* **Исходный отрывок**
Во время своей поездки на юг России в 1816 г., для инспектирования войск, великий князь Николай Павлович, находясь близ места расположения Северского полка, пожелал воспользоваться этим случаем, чтобы осмотреть полк лично.
‘Станислав Романович, — писал великий князь по этому случаю из Киева, 30 мая 1816 года, — проезжая столь близко от квартир нашего полка, прискорбно было бы мне его не видать, итак, с позволения Е. И. В. и фельдмаршала, буду я к вам, если мне возможно будет, 5-го числа. Я желаю видеть сей полк в настоящем его виде и до последней мелочи, сначала в месте, где удобнее вы найдете — я бы желал в Крылове, потому что мне далеко нельзя отдаляться от Полтавы — потом 1-й дивизион обстоятельно, и как пеше по конному, так и по манежному. Я не считаю нужным о том уведомлять дивизионного и бригадного командиров, впрочем делайте, как вам долг повелевает. Николай’. Оставшись вполне доволен произведенным смотром, найдя в полку все в должном порядке, великий князь, по возвращении в Москву, был озабочен некоторыми хозяйственными распоряжениями по полку, о которых он уведомил Лепарского письмом от 18-го июля, следующего содержания:
Москва, 18 июля 1816 г.

Записи из набора данных
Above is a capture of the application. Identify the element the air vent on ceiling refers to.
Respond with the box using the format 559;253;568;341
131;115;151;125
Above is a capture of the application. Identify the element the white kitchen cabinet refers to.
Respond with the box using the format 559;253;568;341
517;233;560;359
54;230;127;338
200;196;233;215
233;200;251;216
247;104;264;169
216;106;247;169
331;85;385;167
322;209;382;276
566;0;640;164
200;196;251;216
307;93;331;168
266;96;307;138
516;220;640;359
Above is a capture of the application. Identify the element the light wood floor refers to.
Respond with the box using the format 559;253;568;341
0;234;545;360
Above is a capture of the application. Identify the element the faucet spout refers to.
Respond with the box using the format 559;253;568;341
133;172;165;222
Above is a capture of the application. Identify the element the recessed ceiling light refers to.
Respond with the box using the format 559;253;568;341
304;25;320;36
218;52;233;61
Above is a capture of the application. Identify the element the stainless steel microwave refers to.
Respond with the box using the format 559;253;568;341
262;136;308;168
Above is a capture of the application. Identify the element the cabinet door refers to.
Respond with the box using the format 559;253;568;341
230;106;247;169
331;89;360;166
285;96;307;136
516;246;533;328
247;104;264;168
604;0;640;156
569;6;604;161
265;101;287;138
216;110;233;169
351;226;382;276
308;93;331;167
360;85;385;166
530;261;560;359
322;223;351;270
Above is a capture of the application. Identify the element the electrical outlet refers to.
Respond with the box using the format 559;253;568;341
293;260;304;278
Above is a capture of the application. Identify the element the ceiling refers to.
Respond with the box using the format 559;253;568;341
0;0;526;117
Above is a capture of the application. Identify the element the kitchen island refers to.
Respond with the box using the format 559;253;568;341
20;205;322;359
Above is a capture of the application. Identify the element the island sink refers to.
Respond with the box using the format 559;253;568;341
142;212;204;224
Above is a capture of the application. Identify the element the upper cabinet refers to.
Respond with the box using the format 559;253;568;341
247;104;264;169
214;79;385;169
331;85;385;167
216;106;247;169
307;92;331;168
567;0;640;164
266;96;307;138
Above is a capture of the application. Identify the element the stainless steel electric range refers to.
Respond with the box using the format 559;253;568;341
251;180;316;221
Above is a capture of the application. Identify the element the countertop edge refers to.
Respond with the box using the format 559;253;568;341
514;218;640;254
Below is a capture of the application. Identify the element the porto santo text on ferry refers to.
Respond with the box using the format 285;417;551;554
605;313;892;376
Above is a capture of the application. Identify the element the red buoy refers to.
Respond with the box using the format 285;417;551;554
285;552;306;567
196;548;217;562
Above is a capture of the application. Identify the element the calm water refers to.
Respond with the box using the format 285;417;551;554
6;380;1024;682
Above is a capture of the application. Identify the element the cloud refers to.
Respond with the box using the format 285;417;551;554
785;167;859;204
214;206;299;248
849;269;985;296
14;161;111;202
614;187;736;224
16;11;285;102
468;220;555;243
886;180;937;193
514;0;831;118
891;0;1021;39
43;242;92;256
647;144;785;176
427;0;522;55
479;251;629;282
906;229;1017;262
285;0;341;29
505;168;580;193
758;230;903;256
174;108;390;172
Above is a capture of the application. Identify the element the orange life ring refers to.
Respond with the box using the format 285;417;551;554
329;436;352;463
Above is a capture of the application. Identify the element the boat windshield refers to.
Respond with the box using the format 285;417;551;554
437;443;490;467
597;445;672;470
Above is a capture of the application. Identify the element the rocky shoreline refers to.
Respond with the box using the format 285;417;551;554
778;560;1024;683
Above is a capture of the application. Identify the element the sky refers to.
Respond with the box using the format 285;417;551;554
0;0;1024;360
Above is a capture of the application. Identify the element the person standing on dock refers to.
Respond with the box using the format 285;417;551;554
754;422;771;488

* **Задание**
Подхватите отрывок о смотре Северского полка и продолжите его с того места, на котором он останавливается. Приведенные строки к делу не относятся.

* **Результат задания**
Станислав Романович, я получил здесь письмо ваше и вот вам ответ мой:
1) Серебряные трубы с кистями в скором времени будут вам доставлены.
2) Закревский и также государь изволил мне сказать, что все формы для конно-егерских полков утверждены, итак касательно сего поступайте по точно присылаемой вам форме.
3) Касательно лошадей офицеры могут рубить хвосты и не рубить, как хотят, от государя и то и другое позволено.
4) Как вы переходите в Курскую губернию, то манеж вам делается ненужным, старайтесь его продать, ежели же нельзя, то Бог с ним, другой постараемся построить.
5) Люди ваши прибыли и поступили в науку. 6) Лекарь отменно хороший, от Виллие скоро будет к вам прислан.
7) 8,000 будут вам доплачены, но более денег нет и никаким образом достать нельзя.
8) Кантонистов не отдавайте, а будут записаны в полк Закревским.
9) Вот 2,500 руб, от тульского купечества, которые вы раздавайте выходящим нижним чинам, смотря по их поведению, унтер-офицерам по 70 руб., рядовым по 50 р. единовременно.
10) Вот форменная дощечка для крестов и медалей.
11) Вы получите английское сукно в будущий срок.
Старайтесь, чтобы на марше ни историй, ни жалоб не было, и чтобы вы и вами довольны были.
Кланяйтесь всем нашим и не забывайте своего товарища.

Николай.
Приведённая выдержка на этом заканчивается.